**WHAT IS EXPECTED**
Starting at the line that holds "For every instance of the bench leg, give", set down each line through the end of the listing, exactly as written and with nothing added.

Raw records:

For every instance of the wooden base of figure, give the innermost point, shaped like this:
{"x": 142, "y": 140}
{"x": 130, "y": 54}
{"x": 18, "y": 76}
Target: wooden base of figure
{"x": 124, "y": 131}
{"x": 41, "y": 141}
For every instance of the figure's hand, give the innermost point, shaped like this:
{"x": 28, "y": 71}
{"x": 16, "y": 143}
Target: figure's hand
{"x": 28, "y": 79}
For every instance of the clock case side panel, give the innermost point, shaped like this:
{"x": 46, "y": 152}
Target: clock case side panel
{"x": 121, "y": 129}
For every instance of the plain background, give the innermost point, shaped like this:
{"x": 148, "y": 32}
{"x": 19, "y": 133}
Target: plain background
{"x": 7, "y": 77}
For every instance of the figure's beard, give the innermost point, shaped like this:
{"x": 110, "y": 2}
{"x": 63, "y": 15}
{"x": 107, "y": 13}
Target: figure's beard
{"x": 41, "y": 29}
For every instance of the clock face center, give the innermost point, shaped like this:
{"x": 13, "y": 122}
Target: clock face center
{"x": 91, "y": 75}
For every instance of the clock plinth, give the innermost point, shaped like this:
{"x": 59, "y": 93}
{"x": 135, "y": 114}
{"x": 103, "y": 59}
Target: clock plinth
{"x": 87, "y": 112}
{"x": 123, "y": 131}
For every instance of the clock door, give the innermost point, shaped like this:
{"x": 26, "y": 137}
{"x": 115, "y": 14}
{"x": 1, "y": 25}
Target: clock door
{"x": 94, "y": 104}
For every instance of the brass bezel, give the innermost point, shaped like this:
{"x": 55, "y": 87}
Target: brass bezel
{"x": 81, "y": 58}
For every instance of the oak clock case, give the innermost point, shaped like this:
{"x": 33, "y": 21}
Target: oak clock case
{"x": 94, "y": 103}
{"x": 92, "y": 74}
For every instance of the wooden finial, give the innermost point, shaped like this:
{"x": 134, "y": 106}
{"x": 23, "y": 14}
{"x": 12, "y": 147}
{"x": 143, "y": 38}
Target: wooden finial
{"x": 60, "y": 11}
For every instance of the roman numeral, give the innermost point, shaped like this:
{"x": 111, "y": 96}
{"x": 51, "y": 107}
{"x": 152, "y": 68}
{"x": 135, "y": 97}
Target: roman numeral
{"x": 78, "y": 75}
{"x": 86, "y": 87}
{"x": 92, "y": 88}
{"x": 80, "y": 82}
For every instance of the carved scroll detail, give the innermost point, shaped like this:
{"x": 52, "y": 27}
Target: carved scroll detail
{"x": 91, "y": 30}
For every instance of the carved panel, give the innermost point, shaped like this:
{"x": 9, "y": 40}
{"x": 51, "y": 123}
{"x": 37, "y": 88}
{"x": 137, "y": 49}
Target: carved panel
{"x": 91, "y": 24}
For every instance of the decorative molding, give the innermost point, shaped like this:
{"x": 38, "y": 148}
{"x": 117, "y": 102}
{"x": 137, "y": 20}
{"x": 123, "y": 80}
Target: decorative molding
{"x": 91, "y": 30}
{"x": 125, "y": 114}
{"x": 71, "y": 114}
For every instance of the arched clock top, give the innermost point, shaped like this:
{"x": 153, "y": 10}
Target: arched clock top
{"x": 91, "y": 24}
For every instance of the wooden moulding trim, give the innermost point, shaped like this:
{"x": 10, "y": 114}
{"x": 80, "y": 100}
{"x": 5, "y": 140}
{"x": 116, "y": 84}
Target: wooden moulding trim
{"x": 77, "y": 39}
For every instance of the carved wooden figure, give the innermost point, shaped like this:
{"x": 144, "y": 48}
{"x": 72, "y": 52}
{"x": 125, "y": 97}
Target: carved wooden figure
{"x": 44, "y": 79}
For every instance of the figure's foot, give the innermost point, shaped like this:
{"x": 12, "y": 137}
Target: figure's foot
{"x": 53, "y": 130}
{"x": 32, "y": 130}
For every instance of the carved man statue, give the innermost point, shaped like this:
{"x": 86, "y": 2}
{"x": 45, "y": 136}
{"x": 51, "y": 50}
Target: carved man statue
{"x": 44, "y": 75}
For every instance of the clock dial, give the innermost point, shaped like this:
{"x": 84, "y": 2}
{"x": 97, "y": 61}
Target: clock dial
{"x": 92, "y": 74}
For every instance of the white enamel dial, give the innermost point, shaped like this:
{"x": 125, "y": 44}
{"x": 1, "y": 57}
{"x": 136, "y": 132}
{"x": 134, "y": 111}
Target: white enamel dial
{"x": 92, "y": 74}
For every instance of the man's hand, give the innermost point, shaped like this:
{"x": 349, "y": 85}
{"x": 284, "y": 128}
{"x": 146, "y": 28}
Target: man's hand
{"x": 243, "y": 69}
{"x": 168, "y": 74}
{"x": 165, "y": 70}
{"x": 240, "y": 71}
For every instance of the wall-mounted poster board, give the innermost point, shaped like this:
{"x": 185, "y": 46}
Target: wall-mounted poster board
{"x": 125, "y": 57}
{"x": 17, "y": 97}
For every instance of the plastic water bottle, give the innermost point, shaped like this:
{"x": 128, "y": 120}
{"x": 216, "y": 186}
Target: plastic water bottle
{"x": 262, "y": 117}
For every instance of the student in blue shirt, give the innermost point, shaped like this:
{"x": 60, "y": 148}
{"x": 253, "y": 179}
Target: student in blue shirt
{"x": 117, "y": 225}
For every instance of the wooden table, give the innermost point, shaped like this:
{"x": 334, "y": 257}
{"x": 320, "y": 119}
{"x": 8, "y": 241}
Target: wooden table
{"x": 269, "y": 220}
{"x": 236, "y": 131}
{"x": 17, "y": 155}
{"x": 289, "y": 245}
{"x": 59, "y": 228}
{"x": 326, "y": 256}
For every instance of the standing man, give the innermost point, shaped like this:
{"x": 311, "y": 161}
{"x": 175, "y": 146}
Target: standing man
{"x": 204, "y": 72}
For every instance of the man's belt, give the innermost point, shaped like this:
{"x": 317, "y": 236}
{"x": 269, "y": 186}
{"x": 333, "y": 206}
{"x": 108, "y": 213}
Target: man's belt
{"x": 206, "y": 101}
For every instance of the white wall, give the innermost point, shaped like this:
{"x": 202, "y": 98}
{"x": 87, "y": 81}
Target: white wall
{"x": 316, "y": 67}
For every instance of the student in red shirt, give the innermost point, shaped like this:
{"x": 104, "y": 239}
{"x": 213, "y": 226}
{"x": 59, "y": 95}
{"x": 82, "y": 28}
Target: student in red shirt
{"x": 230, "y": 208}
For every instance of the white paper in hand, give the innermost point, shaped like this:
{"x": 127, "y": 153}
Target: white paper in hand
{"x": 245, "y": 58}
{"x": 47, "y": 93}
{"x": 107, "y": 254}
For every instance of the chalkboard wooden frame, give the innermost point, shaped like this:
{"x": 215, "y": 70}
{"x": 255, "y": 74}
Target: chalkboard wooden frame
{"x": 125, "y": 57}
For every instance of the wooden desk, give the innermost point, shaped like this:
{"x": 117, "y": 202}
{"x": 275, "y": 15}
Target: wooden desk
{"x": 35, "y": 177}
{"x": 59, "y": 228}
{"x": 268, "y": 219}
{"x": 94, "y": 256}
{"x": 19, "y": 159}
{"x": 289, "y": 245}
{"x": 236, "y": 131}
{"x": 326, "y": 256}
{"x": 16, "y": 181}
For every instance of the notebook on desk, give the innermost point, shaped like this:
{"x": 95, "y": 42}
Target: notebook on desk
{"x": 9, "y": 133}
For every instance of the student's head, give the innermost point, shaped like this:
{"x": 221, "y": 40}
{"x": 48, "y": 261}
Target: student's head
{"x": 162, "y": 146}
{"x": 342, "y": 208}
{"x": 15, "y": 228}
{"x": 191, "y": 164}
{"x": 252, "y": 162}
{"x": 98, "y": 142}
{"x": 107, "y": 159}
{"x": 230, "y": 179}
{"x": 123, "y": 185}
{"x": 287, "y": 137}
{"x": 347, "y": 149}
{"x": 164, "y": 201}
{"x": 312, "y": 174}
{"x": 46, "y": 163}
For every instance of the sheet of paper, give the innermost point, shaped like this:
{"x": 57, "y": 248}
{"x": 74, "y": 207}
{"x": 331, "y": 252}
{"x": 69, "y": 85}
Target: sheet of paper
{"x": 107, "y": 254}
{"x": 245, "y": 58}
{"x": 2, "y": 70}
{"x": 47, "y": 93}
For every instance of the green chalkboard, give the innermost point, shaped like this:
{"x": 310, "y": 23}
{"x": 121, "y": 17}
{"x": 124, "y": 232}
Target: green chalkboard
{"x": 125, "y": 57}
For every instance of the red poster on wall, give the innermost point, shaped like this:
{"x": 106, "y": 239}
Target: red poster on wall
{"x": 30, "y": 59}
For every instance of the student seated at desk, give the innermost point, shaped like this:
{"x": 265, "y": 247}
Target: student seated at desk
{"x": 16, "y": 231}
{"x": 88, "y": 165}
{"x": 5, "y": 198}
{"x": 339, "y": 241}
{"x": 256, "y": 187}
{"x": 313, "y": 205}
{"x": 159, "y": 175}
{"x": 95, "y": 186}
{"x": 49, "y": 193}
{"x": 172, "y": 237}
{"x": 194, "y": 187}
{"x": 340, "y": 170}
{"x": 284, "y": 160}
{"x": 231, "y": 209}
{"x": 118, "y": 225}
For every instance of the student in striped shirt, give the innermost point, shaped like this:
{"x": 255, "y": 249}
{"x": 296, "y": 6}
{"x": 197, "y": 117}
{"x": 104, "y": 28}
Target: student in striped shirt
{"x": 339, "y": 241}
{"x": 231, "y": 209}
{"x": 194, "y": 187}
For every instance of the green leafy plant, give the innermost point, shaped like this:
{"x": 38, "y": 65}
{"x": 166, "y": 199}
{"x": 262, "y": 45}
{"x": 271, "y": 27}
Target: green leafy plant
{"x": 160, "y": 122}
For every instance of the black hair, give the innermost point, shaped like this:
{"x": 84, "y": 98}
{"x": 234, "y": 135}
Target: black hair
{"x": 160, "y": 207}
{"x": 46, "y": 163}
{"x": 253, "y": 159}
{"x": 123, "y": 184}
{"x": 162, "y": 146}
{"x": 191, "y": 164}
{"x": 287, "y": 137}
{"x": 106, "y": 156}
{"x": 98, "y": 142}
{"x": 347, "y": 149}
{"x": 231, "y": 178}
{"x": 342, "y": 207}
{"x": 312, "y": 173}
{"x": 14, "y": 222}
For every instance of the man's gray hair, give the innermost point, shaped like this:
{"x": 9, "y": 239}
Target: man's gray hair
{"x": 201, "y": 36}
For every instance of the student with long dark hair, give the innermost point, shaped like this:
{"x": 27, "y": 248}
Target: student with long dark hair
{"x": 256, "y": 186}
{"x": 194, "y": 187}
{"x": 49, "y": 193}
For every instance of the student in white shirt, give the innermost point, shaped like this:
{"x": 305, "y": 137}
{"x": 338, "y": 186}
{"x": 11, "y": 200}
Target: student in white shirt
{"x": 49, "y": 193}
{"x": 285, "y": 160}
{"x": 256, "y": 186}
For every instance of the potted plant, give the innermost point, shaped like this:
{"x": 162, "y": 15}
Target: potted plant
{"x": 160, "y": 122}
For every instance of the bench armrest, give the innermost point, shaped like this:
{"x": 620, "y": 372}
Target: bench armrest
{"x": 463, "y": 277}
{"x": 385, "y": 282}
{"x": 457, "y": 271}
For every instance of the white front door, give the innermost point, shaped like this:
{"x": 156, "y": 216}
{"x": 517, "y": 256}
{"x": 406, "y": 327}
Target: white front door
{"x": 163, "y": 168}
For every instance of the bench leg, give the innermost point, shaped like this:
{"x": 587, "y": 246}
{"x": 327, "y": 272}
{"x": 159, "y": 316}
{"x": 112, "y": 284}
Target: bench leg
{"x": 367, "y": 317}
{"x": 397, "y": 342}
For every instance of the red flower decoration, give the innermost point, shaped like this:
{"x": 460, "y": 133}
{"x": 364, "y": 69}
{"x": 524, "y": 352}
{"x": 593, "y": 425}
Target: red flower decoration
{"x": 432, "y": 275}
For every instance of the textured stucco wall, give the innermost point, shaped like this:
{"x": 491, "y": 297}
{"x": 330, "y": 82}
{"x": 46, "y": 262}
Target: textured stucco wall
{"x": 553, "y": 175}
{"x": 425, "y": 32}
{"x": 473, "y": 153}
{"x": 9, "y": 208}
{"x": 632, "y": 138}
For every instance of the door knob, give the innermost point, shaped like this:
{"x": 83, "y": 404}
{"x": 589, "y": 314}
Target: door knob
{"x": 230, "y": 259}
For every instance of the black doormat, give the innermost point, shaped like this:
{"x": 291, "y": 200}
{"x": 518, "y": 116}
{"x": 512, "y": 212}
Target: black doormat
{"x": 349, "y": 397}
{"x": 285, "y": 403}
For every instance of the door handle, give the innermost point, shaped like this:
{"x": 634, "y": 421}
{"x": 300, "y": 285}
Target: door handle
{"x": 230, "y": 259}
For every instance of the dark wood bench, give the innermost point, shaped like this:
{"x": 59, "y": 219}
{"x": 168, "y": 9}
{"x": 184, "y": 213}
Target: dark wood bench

**RESPONSE FOR THIS EXERCISE**
For every instance of the bench leg, give the innermost point, shaped like this:
{"x": 587, "y": 246}
{"x": 327, "y": 272}
{"x": 159, "y": 316}
{"x": 112, "y": 284}
Target: bench leg
{"x": 367, "y": 317}
{"x": 397, "y": 342}
For every instance of the red flower decoration, give the innermost point, shaped like this:
{"x": 460, "y": 133}
{"x": 364, "y": 69}
{"x": 524, "y": 352}
{"x": 593, "y": 425}
Target: red flower decoration
{"x": 432, "y": 275}
For every instance of the textured stucco wall, give the innermost point, shaped like this:
{"x": 491, "y": 297}
{"x": 330, "y": 82}
{"x": 46, "y": 262}
Target: textured stucco wall
{"x": 553, "y": 175}
{"x": 425, "y": 32}
{"x": 473, "y": 153}
{"x": 9, "y": 208}
{"x": 632, "y": 138}
For every instance of the door knob, give the innermost point, shaped like this:
{"x": 83, "y": 404}
{"x": 589, "y": 314}
Target: door knob
{"x": 230, "y": 259}
For every instance of the black doormat, give the innermost point, shaped like this:
{"x": 291, "y": 200}
{"x": 518, "y": 116}
{"x": 512, "y": 212}
Target: black doormat
{"x": 349, "y": 397}
{"x": 285, "y": 403}
For every instance of the door handle, give the innermost point, shaped like this:
{"x": 634, "y": 421}
{"x": 300, "y": 285}
Target: door handle
{"x": 230, "y": 259}
For every instance of the dark wood bench, give the innermost point, shaped like this:
{"x": 59, "y": 219}
{"x": 168, "y": 9}
{"x": 184, "y": 213}
Target: dark wood bench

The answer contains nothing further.